Excerpts of bounding box data
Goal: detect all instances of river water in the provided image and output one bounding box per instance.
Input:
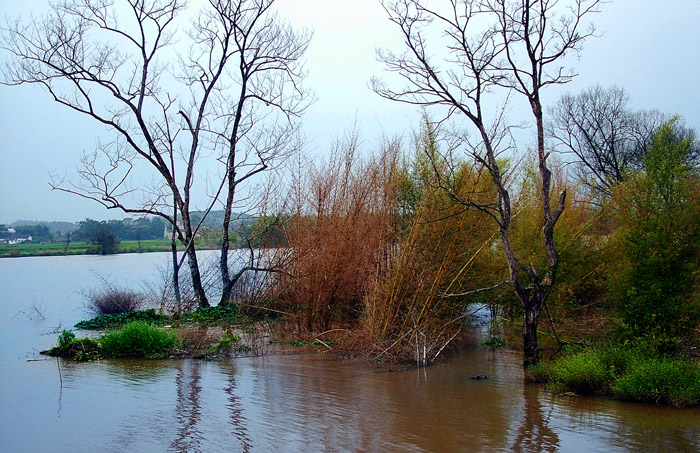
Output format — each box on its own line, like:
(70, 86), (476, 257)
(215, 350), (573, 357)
(0, 254), (700, 452)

## Task instructions
Rewrite the items above with "river water" changed to "flowing water" and everything else left as it is. Leave the pictures out of your version.

## Right answer
Goal: detect all instances of flowing water in the provided image and output one bounding box per instance.
Input:
Output format — each box on its own line, like:
(70, 86), (476, 257)
(215, 350), (573, 357)
(0, 254), (700, 452)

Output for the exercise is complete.